- [Written task 1]
In the passage about youth basketball circuits, which team is Philadelphia's representative on the EYBL circuit?

If AAU/grassroots basketball is where the action is then the EYBL is center stage. The overwhelming majority of Division 1 basketball prospects play on one of the three shoe company sponsored circuits. Nike (EYBL), Under Armour (UAA) and Adidas (Gauntlet) sponsor self-contained leagues with teams from across the country competing for “National” championships. While Under Armour and Adidas have plenty of talent and regularly produce high major D1 and NBA players, the EYBL is widely considered to be the ‘best” circuit.

There are very few summer basketball events that can generate the excitement associated with Nike’s Peach Jam. The culmination of the EYBL circuit features a level of stagecraft and showmanship unmatched by Under Armour and Adidas. While all three produce top players, many of the biggest names and brightest young basketball stars gravitate to the EYBL Moreover and most importantly, because it takes place during a live recruiting period, the Peach Jam has emerged the most highly anticipated and important event with regards to scouting talent and learning more about potential targets for top college programs. It is also a tremendous opportunity for underrated talents to make a name for themselves in front of college coaches and scouts.

Philadelphia’s representative on the EYBL circuit is Team Final. Chester’s Tyreke Evans NEVER played for the vaunted Chester High program. South Philly’s Dion Waiters NEVER played in Philadelphia’s Public or Catholic Leagues. Both played for Team Final. The list of NBA talent that has come through the Team Final program is extensive. Mike Kidd-Gilchrist, Malachi Richardson, Mikal Bridges, Donte DiVincenzo, Rakeem Christmas, Rondae Hollis-Jefferson and Cam Reddish all donned the sky blue and yellow on the EYBL.

- [Dataset records]
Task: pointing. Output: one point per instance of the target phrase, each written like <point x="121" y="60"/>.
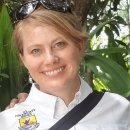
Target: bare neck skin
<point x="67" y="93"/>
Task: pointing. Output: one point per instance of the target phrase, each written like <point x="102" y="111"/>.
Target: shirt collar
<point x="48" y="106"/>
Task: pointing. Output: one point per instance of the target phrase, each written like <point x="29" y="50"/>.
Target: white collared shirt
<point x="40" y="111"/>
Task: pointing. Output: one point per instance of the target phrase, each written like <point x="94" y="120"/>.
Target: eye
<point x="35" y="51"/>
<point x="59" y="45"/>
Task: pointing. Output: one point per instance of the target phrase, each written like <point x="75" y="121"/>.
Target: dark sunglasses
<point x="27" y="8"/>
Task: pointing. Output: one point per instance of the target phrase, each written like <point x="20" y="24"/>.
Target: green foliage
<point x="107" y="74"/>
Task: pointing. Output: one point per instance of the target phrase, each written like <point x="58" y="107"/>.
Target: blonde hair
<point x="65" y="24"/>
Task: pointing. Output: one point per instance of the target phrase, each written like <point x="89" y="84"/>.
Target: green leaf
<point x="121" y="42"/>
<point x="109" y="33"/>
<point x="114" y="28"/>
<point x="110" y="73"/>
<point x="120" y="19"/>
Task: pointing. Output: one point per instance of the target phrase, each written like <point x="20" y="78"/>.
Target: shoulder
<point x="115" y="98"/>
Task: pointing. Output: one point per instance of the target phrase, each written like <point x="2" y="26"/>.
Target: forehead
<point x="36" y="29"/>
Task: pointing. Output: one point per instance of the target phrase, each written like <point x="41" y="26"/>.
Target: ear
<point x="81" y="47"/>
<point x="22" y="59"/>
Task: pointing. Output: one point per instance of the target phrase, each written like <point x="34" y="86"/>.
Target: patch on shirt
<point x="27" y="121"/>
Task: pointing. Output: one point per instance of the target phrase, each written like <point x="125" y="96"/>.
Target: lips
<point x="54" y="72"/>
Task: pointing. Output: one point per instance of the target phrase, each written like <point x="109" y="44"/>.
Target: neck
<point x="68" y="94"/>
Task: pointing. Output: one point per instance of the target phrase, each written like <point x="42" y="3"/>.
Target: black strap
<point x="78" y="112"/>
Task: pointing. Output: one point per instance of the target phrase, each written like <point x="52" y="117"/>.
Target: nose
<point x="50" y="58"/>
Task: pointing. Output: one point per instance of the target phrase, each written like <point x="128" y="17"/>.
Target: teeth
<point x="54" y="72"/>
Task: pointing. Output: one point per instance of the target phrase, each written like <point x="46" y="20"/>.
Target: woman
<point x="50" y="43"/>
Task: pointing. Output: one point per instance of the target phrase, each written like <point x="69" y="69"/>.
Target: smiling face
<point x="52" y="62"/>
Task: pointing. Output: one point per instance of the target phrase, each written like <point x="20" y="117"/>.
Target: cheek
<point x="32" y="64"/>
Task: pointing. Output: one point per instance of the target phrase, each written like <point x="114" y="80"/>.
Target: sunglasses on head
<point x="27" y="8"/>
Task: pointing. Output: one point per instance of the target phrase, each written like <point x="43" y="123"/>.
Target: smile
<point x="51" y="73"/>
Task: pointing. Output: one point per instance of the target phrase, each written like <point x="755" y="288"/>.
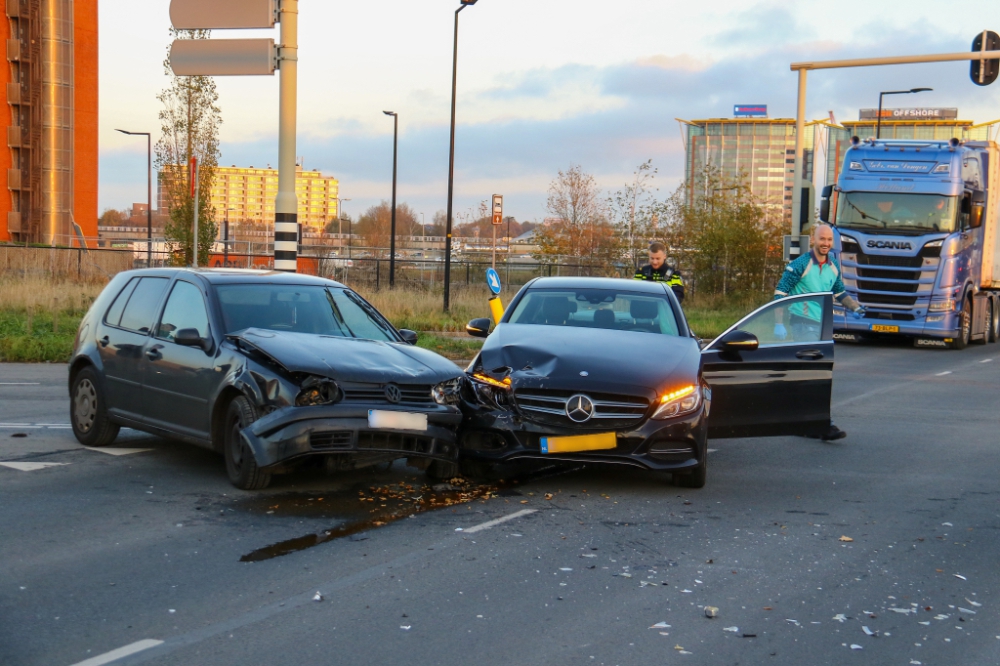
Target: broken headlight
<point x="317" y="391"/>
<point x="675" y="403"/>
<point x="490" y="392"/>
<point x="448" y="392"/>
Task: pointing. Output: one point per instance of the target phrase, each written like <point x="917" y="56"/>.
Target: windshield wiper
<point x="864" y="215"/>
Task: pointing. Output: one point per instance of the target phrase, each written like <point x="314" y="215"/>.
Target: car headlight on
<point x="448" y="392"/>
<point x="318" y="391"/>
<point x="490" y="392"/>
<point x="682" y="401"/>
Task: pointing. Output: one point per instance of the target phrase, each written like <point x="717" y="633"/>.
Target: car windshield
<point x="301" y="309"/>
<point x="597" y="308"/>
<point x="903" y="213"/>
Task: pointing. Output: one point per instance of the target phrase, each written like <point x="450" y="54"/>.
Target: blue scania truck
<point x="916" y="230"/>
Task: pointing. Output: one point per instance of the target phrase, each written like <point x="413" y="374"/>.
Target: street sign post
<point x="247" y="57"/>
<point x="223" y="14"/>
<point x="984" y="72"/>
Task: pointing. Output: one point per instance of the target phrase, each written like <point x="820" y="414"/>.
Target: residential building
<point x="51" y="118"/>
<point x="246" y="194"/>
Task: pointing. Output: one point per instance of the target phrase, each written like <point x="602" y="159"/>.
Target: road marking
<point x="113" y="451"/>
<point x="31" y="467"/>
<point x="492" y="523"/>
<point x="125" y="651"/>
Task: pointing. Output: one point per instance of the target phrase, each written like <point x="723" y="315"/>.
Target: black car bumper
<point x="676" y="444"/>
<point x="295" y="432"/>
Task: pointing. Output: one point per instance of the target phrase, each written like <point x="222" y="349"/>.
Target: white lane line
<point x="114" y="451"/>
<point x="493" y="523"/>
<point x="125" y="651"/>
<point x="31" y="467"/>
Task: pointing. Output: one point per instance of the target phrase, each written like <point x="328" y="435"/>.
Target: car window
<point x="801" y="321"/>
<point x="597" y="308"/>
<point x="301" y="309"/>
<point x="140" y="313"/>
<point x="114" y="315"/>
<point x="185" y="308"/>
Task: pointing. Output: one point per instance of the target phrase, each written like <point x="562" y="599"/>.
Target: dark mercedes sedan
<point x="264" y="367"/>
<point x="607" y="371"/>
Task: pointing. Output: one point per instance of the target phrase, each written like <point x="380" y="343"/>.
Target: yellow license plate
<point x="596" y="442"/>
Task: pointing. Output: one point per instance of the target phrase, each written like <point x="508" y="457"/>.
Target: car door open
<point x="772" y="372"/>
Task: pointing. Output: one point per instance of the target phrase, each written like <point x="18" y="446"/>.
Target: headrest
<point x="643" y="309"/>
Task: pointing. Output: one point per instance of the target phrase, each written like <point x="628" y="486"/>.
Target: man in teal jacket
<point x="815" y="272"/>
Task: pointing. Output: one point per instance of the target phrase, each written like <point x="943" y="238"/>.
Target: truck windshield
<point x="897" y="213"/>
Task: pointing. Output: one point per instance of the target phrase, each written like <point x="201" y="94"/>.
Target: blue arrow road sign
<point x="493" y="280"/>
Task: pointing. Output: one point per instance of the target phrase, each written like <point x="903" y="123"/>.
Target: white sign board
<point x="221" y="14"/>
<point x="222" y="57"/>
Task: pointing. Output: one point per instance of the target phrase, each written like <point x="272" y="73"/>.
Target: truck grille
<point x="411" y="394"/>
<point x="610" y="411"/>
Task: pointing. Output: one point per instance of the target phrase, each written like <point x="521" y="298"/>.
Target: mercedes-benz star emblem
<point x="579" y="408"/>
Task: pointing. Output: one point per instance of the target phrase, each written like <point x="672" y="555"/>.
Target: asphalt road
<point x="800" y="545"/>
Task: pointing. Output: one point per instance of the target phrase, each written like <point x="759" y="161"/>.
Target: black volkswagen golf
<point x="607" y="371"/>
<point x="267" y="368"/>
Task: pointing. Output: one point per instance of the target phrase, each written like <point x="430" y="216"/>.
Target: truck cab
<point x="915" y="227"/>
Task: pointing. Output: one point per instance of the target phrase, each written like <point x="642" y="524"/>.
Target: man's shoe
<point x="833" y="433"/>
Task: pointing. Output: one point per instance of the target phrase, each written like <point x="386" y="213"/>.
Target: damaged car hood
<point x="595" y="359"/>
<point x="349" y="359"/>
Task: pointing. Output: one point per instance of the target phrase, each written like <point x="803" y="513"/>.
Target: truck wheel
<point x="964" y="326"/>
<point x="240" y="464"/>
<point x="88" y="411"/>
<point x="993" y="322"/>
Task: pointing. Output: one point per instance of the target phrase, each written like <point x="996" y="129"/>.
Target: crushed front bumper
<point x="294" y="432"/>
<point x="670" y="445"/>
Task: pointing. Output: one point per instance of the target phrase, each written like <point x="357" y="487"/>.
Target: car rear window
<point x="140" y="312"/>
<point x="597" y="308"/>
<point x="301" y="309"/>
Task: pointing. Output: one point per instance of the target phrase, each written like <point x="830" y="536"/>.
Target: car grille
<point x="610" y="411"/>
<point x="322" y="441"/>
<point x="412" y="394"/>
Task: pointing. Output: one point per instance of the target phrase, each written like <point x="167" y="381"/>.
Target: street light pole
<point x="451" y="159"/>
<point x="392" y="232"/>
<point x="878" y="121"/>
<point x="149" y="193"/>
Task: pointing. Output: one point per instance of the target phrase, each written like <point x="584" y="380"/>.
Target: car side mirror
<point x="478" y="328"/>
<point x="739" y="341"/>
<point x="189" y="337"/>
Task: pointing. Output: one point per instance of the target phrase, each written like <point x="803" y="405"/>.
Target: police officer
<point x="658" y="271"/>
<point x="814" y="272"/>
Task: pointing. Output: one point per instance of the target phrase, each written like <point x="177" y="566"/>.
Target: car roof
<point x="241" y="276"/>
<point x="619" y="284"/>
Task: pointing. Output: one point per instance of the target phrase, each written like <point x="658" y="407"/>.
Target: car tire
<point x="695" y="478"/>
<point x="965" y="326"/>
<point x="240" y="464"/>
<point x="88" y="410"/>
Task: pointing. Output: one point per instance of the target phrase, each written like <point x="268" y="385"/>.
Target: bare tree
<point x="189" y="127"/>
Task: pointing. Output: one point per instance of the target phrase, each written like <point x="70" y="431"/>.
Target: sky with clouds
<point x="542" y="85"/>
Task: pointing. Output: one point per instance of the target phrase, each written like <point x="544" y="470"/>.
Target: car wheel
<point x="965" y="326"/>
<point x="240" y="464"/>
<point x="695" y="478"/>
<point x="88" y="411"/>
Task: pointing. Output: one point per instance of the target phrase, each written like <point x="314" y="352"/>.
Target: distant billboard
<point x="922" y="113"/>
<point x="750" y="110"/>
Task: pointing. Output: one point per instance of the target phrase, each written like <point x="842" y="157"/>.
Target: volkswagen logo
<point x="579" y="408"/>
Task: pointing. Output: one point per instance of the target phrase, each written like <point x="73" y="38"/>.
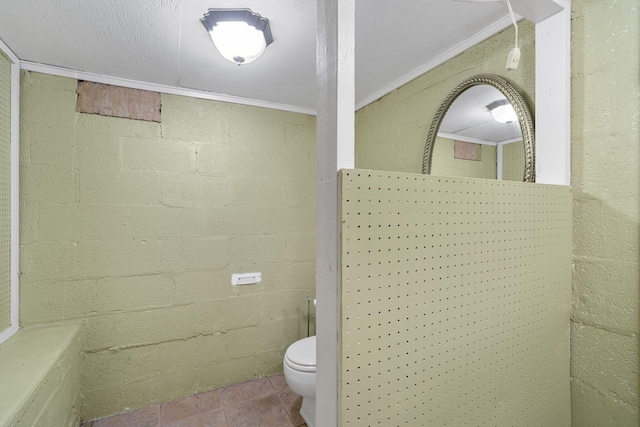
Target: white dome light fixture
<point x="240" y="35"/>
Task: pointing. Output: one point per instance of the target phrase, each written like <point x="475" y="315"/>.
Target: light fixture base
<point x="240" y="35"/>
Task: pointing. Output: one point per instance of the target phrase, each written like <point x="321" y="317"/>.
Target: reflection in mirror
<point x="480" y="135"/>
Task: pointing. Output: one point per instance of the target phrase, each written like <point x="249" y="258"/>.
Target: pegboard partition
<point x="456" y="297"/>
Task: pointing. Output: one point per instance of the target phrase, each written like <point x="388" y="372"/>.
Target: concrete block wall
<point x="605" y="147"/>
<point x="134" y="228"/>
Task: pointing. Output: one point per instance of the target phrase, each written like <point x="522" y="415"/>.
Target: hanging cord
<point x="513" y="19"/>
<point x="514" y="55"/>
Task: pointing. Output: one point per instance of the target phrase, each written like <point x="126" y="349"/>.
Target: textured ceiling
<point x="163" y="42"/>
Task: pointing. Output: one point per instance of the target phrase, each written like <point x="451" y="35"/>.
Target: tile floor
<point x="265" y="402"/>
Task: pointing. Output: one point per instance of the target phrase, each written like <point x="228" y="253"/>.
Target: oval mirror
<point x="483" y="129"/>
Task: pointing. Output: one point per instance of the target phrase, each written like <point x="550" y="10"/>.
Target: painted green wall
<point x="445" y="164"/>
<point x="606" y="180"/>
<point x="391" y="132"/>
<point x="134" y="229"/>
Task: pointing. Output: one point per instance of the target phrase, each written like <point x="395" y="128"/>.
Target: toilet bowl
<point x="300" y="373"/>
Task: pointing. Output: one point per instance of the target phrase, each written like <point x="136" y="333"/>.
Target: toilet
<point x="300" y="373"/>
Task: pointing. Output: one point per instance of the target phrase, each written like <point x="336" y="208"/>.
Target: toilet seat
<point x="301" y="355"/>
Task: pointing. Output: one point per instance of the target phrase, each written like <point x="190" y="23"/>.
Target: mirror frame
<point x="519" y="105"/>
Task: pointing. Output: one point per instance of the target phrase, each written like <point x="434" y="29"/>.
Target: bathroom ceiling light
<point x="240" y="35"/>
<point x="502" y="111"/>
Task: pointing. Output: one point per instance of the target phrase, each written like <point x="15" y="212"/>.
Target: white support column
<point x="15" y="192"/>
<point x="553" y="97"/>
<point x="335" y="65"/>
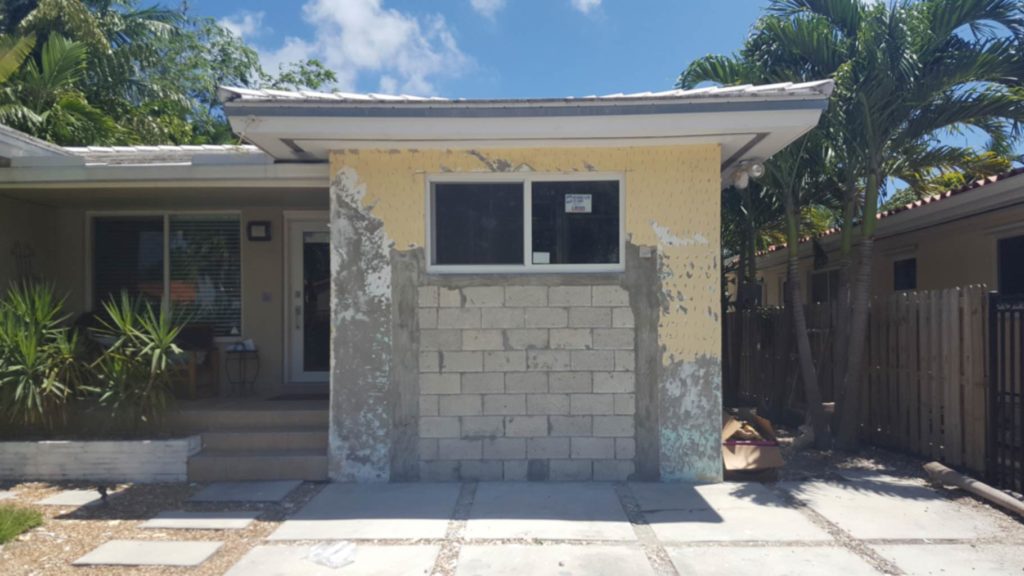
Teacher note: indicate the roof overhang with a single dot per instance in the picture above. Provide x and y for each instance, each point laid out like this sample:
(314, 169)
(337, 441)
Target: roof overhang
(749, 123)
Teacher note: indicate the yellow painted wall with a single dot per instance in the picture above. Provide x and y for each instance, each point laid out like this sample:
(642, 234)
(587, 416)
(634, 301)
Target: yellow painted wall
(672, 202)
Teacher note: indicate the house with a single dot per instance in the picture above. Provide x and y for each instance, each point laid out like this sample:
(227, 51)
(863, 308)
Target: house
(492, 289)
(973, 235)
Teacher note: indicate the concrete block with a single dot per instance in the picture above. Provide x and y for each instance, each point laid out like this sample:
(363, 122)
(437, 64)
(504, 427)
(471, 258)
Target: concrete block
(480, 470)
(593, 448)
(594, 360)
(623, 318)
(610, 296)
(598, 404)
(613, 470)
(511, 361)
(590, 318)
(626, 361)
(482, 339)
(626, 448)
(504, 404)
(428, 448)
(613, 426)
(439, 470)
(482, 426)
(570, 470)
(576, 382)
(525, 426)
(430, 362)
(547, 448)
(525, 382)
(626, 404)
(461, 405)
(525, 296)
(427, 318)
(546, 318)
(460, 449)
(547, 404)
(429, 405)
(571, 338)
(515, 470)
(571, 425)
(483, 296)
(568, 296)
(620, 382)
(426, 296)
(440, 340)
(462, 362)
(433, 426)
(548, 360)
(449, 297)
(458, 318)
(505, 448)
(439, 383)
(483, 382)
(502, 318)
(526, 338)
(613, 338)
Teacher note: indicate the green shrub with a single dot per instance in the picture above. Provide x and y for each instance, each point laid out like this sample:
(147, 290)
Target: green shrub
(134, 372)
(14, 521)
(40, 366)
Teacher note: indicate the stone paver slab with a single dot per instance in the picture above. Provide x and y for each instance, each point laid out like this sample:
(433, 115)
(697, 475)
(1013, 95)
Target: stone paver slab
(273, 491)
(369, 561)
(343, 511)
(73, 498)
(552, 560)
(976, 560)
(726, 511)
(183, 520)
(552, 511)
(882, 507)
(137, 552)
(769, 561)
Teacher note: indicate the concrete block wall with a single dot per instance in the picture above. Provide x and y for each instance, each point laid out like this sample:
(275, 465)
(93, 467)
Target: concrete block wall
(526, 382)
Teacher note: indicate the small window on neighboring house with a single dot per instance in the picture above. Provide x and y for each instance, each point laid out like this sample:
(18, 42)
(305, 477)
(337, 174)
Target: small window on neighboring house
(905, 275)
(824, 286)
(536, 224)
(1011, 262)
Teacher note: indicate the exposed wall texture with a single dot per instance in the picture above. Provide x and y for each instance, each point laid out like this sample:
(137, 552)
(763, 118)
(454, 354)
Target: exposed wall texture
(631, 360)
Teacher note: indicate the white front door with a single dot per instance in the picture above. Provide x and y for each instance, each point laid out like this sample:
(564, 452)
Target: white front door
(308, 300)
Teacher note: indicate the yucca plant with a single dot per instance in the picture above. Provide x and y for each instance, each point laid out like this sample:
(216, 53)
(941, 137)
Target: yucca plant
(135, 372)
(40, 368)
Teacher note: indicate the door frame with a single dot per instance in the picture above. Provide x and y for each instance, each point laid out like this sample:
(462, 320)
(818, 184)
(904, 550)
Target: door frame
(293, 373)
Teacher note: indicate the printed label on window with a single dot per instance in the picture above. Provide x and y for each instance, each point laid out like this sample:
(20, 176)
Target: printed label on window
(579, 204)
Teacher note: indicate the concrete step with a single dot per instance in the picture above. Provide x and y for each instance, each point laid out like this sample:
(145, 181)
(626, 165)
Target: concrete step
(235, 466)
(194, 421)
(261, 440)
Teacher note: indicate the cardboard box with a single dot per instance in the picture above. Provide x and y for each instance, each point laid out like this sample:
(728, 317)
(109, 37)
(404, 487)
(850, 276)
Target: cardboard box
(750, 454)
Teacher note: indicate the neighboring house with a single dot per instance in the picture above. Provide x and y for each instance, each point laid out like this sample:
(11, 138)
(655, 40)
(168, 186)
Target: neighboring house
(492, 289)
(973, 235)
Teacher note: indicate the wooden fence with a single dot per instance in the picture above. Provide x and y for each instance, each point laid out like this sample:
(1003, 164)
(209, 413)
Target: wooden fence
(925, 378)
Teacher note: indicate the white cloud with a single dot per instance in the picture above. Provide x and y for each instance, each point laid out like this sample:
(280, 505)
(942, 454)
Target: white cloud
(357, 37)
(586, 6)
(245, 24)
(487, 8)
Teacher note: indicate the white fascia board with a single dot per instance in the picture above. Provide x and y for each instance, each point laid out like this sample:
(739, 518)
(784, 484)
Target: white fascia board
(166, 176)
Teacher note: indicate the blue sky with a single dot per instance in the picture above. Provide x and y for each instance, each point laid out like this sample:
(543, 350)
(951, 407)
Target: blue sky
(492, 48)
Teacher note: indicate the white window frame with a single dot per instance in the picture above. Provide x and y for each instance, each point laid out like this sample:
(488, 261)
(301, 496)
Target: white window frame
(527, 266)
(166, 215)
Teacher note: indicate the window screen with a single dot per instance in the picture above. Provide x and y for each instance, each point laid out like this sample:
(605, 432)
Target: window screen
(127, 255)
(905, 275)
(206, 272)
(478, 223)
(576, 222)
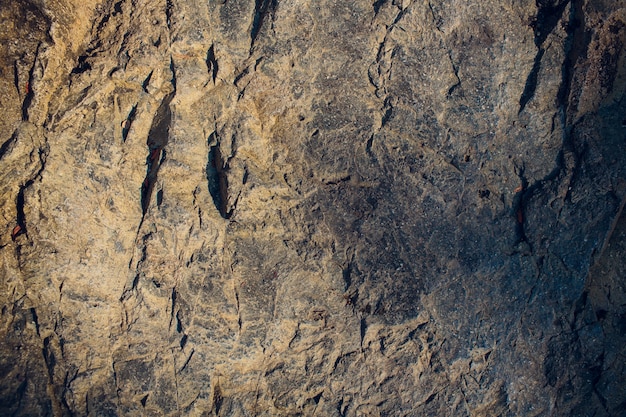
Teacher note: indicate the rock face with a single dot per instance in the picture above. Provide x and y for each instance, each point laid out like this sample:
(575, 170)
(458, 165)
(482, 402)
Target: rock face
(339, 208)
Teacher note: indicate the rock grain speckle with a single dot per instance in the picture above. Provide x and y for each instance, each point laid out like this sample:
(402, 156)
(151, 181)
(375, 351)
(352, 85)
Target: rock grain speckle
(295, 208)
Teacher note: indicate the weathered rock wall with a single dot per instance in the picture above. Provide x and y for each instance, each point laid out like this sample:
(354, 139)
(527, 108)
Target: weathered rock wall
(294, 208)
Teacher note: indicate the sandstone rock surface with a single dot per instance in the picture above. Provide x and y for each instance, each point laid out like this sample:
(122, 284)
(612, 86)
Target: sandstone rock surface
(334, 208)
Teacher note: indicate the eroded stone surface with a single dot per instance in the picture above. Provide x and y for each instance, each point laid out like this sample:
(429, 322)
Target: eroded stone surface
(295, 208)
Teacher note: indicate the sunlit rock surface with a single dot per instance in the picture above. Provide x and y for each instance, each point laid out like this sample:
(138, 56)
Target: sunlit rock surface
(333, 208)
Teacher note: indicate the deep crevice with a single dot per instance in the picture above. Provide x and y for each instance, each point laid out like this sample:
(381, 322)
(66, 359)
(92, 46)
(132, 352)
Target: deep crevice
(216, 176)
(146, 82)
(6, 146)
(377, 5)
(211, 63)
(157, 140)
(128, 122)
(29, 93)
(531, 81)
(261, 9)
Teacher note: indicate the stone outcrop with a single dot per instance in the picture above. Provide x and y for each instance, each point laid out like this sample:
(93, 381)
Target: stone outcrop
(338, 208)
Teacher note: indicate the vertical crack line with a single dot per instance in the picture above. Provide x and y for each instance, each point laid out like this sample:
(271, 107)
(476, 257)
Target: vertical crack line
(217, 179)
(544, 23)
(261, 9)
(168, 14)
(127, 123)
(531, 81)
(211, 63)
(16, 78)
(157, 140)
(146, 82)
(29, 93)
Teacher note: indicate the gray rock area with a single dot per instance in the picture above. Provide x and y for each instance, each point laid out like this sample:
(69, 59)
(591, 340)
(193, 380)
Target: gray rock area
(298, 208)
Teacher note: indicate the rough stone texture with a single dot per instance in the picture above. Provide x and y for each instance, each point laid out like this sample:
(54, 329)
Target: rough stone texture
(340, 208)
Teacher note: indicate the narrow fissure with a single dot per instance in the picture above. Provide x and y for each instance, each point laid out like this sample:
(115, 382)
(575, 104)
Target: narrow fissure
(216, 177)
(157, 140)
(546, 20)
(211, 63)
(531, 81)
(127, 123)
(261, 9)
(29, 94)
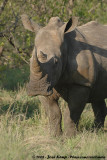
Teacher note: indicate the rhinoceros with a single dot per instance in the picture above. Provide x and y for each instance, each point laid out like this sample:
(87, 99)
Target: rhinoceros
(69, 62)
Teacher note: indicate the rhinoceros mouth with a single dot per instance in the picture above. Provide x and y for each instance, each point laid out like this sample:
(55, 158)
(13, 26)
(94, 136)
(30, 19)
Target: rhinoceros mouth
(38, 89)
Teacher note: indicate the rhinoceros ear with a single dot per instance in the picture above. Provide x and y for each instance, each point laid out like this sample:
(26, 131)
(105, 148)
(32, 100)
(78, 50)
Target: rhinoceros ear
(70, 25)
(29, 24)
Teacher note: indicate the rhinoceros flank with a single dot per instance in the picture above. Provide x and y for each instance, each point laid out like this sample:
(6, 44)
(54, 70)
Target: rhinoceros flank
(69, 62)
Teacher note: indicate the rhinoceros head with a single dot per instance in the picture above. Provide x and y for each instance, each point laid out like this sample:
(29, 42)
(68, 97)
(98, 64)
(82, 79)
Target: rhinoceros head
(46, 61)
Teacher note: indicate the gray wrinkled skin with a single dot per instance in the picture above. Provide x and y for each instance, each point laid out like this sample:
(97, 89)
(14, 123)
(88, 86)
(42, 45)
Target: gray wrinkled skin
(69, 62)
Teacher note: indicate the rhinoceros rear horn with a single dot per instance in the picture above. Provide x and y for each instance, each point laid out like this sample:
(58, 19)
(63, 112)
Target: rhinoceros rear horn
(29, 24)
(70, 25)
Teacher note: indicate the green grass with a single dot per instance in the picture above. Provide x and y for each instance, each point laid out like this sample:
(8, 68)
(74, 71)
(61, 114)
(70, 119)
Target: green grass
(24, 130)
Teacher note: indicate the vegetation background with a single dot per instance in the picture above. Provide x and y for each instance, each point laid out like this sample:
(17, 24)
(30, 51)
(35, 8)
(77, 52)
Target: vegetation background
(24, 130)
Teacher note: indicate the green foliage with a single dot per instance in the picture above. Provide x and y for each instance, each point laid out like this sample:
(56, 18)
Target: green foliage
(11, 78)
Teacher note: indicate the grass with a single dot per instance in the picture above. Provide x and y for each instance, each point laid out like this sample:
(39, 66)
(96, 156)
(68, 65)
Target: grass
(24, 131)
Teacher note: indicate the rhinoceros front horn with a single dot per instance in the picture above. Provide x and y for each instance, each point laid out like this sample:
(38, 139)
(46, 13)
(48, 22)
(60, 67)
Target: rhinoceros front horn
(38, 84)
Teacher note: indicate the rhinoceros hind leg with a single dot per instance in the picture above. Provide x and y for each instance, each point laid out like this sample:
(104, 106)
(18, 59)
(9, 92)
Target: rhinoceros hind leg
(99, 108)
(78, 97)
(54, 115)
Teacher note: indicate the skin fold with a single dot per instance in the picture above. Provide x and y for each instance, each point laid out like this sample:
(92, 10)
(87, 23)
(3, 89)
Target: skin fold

- [Written task 2]
Find each line of the listing above that contains the word "overhang" and copy those lines out.

- [Complete response 1]
Team Final

- [Complete response 2]
Teacher note: indicate the roof overhang with a single dot per instance in the picture above. Provide x and y for each instance, each point laid out like this sample:
Target: roof overhang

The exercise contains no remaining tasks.